# Baffled by Sliding Doors



## RomanPort (Jun 3, 2019)

Howdy!

Recently, I've been working on a design for a custom Tegu enclosure in CAD software. My plan for the door is to have two sliding acrylic windows. The windows also serve as a door by sliding them open. Very similar design to your household windows, but rotated, if that helps.

I'm not entirely sure how I should implement this. I'd imagine it to be some kind of rail, but I don't know what kind of rail I should really be searching for. Wouldn't substrate entering the rail cause issues? What about the force of a big lizard against it? How would I lock something like that?






Here's what the enclosure currently looks like, without a top or the wall in question. It's not an adult enclosure, at least that's not the plan right now. The rail area is 65 inches long. The door will be sitting above the substrate "basement".

Thanks! Any criticism, links, and suggestions would be appreciated immensely.


----------



## Yvonne G (Jun 4, 2019)

You have a double track, top and bottom, with one door in front of the other


----------



## RomanPort (Jun 4, 2019)

Yvonne G said:


> You have a double track, top and bottom, with one door in front of the other


Yep, that was my plan. My apologies for my inability to explain my plan. Do you know what kinds of rail I should be buying to implement that?


----------



## Ivyna J Spyder (Jun 4, 2019)

I've always used the basic plastic ones from Rockler like this

https://www.rockler.com/4-foot-plastic-sliding-door-track?sid=V9146?

You could also do aluminum

https://www.rockler.com/e-z-glide-tracks-aluminum?sid=V9197&promo=shopping

Substrate getting in the rail can cause issues, but nothing a brush or vacuum hose can't fix.

* _WRITTEN INSTRUCTION A_: Condense the paragraph of the sliding-door thread that begins "Recently, I've been working" into a short bulleted list that keeps its main facts.
The records that follow come from a separate source and have no connection to the sliding-door thread.

(Box-labeled dataset extracts)
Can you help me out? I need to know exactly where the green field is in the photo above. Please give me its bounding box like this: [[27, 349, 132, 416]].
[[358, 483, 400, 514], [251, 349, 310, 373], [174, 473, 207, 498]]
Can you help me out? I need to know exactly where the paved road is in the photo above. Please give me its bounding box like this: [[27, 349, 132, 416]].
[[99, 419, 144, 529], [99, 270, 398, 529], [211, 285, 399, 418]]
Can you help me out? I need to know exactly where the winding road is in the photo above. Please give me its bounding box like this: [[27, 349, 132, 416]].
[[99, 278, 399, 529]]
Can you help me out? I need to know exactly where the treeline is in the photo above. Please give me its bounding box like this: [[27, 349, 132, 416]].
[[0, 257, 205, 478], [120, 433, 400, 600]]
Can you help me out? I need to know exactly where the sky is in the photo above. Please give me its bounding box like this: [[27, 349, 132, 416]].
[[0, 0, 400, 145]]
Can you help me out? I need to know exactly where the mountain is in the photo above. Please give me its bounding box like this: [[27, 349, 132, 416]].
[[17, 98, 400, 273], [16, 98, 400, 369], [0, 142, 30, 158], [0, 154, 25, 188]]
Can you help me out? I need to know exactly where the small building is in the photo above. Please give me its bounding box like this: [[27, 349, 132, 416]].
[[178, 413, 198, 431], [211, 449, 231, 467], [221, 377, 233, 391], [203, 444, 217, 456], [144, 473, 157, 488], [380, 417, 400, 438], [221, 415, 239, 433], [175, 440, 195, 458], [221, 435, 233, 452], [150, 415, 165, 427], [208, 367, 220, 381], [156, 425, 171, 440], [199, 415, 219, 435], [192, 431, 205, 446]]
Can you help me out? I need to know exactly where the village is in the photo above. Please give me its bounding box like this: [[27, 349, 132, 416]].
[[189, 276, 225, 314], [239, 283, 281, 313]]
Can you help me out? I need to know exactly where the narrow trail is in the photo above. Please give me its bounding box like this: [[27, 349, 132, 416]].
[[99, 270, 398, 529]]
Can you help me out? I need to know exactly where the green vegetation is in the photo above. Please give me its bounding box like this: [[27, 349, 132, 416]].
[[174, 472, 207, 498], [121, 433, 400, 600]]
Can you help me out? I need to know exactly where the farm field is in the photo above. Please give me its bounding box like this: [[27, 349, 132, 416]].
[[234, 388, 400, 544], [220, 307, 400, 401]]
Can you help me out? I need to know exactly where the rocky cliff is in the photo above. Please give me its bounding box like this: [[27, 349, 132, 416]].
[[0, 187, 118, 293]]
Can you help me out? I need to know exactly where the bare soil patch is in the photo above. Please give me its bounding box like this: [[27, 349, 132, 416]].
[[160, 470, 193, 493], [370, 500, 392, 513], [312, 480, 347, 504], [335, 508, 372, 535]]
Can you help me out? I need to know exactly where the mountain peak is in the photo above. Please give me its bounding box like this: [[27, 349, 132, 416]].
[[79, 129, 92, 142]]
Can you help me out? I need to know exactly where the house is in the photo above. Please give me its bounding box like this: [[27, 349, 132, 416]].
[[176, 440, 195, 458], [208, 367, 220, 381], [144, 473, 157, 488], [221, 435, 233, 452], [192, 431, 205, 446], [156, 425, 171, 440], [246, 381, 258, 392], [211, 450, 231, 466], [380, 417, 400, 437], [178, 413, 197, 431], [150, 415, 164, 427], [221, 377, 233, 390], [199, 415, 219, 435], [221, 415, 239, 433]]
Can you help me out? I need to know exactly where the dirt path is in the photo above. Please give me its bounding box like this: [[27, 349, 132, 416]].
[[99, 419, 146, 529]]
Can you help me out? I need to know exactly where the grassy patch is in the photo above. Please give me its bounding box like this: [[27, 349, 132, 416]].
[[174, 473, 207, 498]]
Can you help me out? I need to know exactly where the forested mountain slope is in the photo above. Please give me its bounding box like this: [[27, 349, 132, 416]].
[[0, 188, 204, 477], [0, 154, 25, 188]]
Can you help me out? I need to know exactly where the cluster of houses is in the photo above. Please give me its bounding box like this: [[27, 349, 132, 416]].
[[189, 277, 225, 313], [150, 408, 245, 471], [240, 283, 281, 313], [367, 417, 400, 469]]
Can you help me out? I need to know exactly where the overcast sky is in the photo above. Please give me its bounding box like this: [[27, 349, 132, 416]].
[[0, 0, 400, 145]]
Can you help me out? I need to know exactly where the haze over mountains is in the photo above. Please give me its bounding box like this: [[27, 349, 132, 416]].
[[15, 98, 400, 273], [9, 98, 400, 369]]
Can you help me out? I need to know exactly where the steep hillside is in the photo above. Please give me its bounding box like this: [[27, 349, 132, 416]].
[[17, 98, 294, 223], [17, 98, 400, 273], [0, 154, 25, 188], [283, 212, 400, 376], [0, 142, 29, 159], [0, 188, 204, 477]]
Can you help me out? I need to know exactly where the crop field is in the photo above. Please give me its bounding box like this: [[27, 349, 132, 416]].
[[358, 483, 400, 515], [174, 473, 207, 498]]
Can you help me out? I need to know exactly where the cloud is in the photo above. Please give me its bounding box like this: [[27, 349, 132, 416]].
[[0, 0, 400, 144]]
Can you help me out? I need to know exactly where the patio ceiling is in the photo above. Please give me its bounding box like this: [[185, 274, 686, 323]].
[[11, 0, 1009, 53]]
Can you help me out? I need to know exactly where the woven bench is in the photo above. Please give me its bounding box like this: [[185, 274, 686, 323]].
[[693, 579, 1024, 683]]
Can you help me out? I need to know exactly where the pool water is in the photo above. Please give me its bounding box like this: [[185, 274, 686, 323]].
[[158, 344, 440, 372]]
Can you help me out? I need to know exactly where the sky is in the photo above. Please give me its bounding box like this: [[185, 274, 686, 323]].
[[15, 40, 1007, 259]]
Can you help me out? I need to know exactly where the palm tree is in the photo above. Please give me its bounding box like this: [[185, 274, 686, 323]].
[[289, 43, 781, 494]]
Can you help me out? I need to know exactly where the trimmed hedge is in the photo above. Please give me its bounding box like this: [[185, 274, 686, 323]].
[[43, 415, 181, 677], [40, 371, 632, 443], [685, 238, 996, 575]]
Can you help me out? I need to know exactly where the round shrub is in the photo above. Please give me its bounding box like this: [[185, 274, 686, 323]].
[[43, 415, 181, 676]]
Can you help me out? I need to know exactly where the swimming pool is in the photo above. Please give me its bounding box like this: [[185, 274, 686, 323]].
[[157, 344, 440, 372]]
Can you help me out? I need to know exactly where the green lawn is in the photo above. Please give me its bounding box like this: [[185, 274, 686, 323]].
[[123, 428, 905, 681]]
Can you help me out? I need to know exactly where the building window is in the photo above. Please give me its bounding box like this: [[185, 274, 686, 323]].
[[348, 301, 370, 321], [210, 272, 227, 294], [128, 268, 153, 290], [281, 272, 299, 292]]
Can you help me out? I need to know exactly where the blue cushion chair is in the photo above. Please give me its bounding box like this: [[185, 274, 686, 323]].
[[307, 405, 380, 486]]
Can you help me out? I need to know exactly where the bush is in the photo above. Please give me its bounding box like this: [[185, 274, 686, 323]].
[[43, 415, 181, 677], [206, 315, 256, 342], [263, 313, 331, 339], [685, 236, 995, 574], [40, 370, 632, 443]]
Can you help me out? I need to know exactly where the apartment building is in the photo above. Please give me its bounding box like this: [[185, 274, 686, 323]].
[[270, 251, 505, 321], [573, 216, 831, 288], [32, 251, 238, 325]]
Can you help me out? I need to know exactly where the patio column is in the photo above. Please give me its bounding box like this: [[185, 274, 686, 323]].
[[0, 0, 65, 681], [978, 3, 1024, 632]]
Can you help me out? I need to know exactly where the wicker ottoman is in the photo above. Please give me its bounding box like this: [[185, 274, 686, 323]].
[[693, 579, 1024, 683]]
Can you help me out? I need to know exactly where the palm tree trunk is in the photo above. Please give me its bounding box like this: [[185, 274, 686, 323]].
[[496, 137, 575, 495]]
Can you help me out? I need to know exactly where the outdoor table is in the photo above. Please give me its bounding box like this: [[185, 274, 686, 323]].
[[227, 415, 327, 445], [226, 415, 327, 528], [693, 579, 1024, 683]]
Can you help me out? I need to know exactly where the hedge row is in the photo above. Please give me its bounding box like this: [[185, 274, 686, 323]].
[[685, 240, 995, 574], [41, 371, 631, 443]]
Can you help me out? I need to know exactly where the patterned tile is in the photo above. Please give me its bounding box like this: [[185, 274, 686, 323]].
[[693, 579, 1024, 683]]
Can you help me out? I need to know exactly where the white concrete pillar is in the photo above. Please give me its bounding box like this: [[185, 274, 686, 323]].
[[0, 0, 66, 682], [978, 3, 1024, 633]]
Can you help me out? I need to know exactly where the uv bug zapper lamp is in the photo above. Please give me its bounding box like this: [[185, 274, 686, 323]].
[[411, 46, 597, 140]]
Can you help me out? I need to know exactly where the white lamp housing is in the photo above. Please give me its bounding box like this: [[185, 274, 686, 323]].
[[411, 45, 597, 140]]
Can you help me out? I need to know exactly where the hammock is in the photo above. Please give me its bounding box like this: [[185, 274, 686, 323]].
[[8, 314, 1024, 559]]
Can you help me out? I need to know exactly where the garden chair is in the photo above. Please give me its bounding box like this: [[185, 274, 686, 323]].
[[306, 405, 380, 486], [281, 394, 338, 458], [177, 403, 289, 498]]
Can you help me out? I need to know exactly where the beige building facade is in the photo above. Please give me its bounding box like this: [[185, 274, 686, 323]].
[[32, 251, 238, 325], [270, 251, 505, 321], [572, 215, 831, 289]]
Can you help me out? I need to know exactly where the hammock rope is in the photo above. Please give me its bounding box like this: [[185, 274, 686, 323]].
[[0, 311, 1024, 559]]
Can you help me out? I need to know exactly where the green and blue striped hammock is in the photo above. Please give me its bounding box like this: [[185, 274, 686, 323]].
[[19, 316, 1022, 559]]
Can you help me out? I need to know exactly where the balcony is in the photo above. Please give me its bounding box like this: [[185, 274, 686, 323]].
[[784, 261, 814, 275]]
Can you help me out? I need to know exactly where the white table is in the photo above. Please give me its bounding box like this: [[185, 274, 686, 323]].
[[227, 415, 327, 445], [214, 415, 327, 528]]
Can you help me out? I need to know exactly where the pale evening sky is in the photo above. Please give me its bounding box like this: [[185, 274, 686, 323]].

* _WRITTEN INSTRUCTION B_: Pick out every line of the records that contains the string "chair" and copy each such line. Case counts.

* _WRITTEN ANSWER A_:
- Project: a custom Tegu enclosure, being designed in CAD software.
- Planned door: two sliding acrylic windows.
- The windows serve as the door by sliding open.
- The design resembles household windows, but rotated.

* _WRITTEN ANSWER B_:
Can you help me out? I need to know exactly where the blue cushion chair is in the photo above. Please give me its bounding box like this: [[185, 274, 686, 323]].
Can you help me out? I need to know exactly where the garden chair is in the photo above. Please give me its bounding box like this: [[185, 274, 686, 323]].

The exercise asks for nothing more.